* **Exercise directions**: Reproduce each of the entries below verbatim, line by line, keeping every character, space, and line break unchanged.

* **Provided material**:
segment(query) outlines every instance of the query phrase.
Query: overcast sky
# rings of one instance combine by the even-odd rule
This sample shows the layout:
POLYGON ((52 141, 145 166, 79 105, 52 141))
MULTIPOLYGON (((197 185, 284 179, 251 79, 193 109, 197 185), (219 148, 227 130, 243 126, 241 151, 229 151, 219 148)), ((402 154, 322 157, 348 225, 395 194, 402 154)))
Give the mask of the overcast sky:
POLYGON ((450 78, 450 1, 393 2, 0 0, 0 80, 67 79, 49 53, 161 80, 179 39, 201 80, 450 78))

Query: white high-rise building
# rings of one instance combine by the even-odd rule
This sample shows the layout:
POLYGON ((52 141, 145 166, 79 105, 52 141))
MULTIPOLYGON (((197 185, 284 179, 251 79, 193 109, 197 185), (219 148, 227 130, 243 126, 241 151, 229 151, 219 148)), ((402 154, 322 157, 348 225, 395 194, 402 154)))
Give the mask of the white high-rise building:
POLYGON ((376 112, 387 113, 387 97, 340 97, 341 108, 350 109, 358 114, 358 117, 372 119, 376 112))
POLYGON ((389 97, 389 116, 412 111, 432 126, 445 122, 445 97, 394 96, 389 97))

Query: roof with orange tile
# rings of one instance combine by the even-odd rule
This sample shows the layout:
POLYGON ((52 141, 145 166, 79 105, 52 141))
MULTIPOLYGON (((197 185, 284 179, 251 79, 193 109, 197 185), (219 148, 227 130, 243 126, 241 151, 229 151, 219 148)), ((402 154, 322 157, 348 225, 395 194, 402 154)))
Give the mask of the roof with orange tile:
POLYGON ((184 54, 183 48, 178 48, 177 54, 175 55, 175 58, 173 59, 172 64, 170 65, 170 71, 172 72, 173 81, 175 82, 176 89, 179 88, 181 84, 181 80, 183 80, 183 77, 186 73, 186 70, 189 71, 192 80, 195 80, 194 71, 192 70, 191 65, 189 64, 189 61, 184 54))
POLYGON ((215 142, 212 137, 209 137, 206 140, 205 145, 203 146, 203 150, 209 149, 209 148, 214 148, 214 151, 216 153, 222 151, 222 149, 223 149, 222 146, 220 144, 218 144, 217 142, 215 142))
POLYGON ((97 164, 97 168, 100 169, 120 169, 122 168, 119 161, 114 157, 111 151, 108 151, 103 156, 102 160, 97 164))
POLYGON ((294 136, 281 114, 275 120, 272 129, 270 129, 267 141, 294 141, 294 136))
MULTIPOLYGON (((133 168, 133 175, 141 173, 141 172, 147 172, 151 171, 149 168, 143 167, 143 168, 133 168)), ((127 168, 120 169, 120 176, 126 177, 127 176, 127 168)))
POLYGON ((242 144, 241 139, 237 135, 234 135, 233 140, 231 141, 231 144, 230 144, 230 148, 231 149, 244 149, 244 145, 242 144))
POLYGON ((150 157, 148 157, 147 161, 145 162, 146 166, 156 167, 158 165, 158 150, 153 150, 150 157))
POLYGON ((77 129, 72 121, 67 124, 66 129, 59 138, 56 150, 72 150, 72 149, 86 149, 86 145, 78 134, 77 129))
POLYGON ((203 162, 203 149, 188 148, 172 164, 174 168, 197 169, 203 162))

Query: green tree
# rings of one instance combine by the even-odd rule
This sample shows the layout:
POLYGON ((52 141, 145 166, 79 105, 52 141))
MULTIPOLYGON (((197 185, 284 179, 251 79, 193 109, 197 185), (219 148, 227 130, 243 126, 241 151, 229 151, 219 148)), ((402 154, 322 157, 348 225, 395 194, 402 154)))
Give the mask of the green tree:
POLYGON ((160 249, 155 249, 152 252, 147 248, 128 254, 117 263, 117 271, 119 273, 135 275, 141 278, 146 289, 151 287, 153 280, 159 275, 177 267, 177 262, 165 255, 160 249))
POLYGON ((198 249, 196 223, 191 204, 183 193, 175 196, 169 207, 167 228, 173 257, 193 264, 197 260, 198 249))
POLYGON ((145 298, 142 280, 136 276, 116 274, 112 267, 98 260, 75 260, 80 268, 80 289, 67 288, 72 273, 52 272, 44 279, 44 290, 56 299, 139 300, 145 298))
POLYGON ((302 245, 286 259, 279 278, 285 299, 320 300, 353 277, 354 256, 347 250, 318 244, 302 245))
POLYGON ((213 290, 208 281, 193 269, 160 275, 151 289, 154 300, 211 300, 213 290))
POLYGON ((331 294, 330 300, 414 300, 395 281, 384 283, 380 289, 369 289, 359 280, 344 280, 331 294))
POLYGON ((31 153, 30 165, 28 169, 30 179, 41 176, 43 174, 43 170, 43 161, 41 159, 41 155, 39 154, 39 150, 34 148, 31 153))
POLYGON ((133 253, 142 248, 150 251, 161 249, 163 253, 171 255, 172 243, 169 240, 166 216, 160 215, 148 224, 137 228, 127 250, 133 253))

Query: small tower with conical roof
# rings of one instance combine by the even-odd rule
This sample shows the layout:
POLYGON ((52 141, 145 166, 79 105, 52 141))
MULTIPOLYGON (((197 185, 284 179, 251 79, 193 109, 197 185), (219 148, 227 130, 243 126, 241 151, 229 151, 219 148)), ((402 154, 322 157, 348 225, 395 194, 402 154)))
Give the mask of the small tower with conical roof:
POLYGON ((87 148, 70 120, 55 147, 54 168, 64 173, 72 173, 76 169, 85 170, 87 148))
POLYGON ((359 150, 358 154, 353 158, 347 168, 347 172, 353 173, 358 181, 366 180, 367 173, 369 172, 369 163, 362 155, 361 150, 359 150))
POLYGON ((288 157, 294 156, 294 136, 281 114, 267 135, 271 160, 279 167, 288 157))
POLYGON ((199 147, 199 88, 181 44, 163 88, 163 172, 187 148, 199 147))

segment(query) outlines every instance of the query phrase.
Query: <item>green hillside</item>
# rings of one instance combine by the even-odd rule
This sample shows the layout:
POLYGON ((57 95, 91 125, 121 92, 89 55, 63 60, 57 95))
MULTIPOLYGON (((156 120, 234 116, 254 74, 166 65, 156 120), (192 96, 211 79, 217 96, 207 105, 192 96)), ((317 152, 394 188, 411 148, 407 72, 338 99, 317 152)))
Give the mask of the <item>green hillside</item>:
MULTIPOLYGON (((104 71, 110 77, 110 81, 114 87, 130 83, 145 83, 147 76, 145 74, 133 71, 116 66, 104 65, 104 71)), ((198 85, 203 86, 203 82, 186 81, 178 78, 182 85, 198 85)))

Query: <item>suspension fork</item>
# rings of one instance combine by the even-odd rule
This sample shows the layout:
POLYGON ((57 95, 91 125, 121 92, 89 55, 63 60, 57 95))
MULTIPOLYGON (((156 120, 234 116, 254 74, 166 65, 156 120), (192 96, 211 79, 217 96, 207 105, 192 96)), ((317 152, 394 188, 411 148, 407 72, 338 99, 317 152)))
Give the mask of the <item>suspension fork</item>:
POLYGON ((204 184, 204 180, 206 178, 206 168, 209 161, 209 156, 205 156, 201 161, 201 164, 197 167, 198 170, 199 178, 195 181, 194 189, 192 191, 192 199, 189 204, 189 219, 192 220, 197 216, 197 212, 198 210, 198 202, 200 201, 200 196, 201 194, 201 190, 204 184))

* **Exercise output**:
segment(query) outlines every instance of the query phrase.
Query: overcast sky
# rings of one instance combine by the even-odd rule
This sample shows the layout:
POLYGON ((52 141, 145 166, 79 105, 52 141))
MULTIPOLYGON (((197 185, 284 179, 251 79, 193 109, 197 185), (219 148, 227 130, 243 126, 241 151, 229 151, 219 148)), ((402 154, 322 157, 348 225, 395 194, 402 154)))
Give the mask of the overcast sky:
POLYGON ((450 78, 450 1, 393 2, 0 0, 0 80, 67 79, 49 53, 161 80, 179 39, 201 80, 450 78))

Query: white high-rise building
# rings of one instance combine by the even-odd rule
This sample shows the layout:
POLYGON ((52 141, 145 166, 79 105, 52 141))
MULTIPOLYGON (((197 185, 284 179, 251 79, 193 109, 197 185), (219 148, 227 130, 243 126, 241 151, 229 151, 219 148)), ((402 154, 322 157, 348 225, 395 194, 402 154)))
Give the mask of the white high-rise building:
POLYGON ((376 112, 387 113, 387 97, 340 97, 341 108, 350 109, 358 114, 358 117, 372 119, 376 112))
POLYGON ((389 97, 389 116, 412 111, 432 126, 445 122, 445 97, 394 96, 389 97))

Query: roof with orange tile
# rings of one instance combine by the even-odd rule
This sample shows the layout:
POLYGON ((52 141, 145 166, 79 105, 52 141))
MULTIPOLYGON (((197 185, 284 179, 251 79, 193 109, 197 185), (219 148, 227 130, 243 126, 241 151, 229 151, 219 148)), ((402 154, 322 157, 348 225, 395 194, 402 154)))
Give the mask of the roof with orange tile:
POLYGON ((184 54, 183 48, 178 48, 177 54, 175 55, 175 58, 173 59, 172 64, 170 65, 170 71, 172 72, 173 81, 175 82, 176 89, 179 88, 181 84, 181 80, 183 80, 183 77, 186 73, 186 70, 189 71, 192 80, 195 80, 194 71, 192 70, 191 65, 189 64, 189 61, 184 54))
POLYGON ((215 142, 212 137, 209 137, 206 140, 205 145, 203 146, 203 150, 209 149, 209 148, 214 148, 214 151, 216 153, 222 151, 222 149, 223 149, 222 146, 220 144, 218 144, 217 142, 215 142))
POLYGON ((97 164, 97 168, 100 169, 120 169, 122 168, 119 161, 114 157, 111 151, 108 151, 103 156, 102 160, 97 164))
POLYGON ((294 136, 281 114, 275 120, 272 129, 270 129, 267 141, 294 141, 294 136))
MULTIPOLYGON (((133 168, 133 175, 141 173, 141 172, 147 172, 151 171, 149 168, 143 167, 143 168, 133 168)), ((127 168, 120 169, 120 176, 126 177, 127 176, 127 168)))
POLYGON ((242 144, 241 139, 237 135, 234 135, 233 140, 231 141, 231 144, 230 144, 230 148, 231 149, 244 149, 244 145, 242 144))
POLYGON ((150 157, 148 157, 147 161, 145 162, 146 166, 156 167, 158 165, 158 150, 153 150, 150 157))
POLYGON ((77 129, 72 121, 67 124, 66 129, 59 138, 56 150, 72 150, 72 149, 86 149, 86 145, 78 134, 77 129))
POLYGON ((203 162, 203 149, 188 148, 172 164, 174 168, 197 169, 203 162))

Query: green tree
# rings of one instance combine by the even-odd rule
This sample shows the layout:
POLYGON ((52 141, 145 166, 79 105, 52 141))
MULTIPOLYGON (((197 185, 284 179, 251 79, 193 109, 197 185), (219 148, 227 130, 243 126, 241 151, 229 151, 219 148)), ((402 154, 322 157, 348 225, 395 194, 402 154)))
Give the mask of the green tree:
POLYGON ((160 249, 155 249, 152 252, 147 248, 128 254, 117 263, 117 271, 119 273, 135 275, 141 278, 146 289, 151 287, 153 280, 159 275, 177 267, 177 262, 165 255, 160 249))
POLYGON ((198 249, 196 223, 191 204, 183 193, 175 196, 169 207, 167 228, 173 257, 193 264, 197 260, 198 249))
POLYGON ((145 298, 142 280, 136 276, 116 274, 112 267, 98 260, 75 260, 80 268, 80 289, 67 288, 72 273, 52 272, 44 279, 44 290, 56 299, 139 300, 145 298))
POLYGON ((302 245, 286 259, 279 278, 285 299, 320 300, 353 277, 354 256, 347 250, 318 244, 302 245))
POLYGON ((213 290, 208 281, 193 269, 160 275, 151 289, 154 300, 211 300, 213 290))
POLYGON ((331 294, 330 300, 414 300, 395 281, 384 283, 380 289, 369 289, 359 280, 344 280, 331 294))
POLYGON ((31 153, 30 165, 28 169, 30 179, 41 176, 43 174, 43 170, 43 161, 41 159, 41 155, 39 154, 39 150, 34 148, 31 153))
POLYGON ((133 253, 142 248, 150 251, 161 249, 163 253, 171 255, 172 243, 169 240, 166 216, 160 215, 148 224, 137 228, 127 250, 133 253))

Query: small tower with conical roof
# rings of one instance combine by the even-odd rule
This sample shows the layout:
POLYGON ((52 141, 145 166, 79 105, 52 141))
MULTIPOLYGON (((197 185, 284 179, 251 79, 193 109, 197 185), (219 148, 227 130, 243 126, 241 151, 229 151, 219 148)), ((402 154, 322 157, 348 225, 395 194, 402 154)))
Give the mask of the small tower with conical roof:
POLYGON ((87 148, 70 120, 55 147, 54 168, 64 173, 72 173, 76 169, 85 170, 87 148))
POLYGON ((359 150, 358 154, 353 158, 347 168, 347 172, 353 173, 358 181, 366 180, 367 173, 369 172, 369 163, 362 155, 361 150, 359 150))
POLYGON ((288 157, 294 156, 294 136, 281 114, 267 135, 271 160, 279 167, 288 157))
POLYGON ((199 147, 199 88, 181 44, 163 88, 163 172, 187 148, 199 147))

segment(query) outlines every instance of the query phrase.
Query: <item>green hillside</item>
# rings of one instance combine by the even-odd rule
This sample shows the layout:
POLYGON ((57 95, 91 125, 121 92, 89 55, 63 60, 57 95))
MULTIPOLYGON (((156 120, 234 116, 254 74, 166 65, 156 120), (192 96, 211 79, 217 96, 207 105, 192 96)), ((317 152, 394 188, 411 148, 407 72, 338 99, 317 152)))
Give the mask of the <item>green hillside</item>:
MULTIPOLYGON (((104 71, 110 77, 110 81, 114 87, 130 83, 145 83, 147 76, 145 74, 133 71, 116 66, 104 65, 104 71)), ((198 85, 203 86, 203 82, 186 81, 178 78, 182 85, 198 85)))

Query: <item>suspension fork</item>
# rings of one instance combine by the even-odd rule
This sample shows the layout:
POLYGON ((57 95, 91 125, 121 92, 89 55, 63 60, 57 95))
MULTIPOLYGON (((156 120, 234 116, 254 74, 166 65, 156 120), (192 96, 211 79, 217 96, 207 105, 192 96)), ((317 152, 394 188, 411 148, 407 72, 338 99, 317 152)))
Give the mask of the <item>suspension fork</item>:
POLYGON ((204 184, 204 180, 206 178, 206 168, 209 161, 209 156, 205 156, 201 161, 201 164, 197 167, 198 170, 199 178, 195 181, 194 189, 192 191, 192 199, 189 204, 189 219, 192 220, 197 216, 197 212, 198 210, 198 202, 200 201, 200 196, 201 194, 201 190, 204 184))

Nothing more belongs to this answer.